• [EXERCISE]
Copy all of the rows below in full, including the request text, and shift every coordinate in the answers by -27.

• [SUPPLIED DATA]
****************************************

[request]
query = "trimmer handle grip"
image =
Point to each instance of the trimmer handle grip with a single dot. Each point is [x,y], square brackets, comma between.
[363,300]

****************************************

• [ANSWER]
[request]
query = "trimmer handle grip"
image =
Point to each instance of the trimmer handle grip with a single dot. Each point is [x,y], square brackets, comma between.
[336,273]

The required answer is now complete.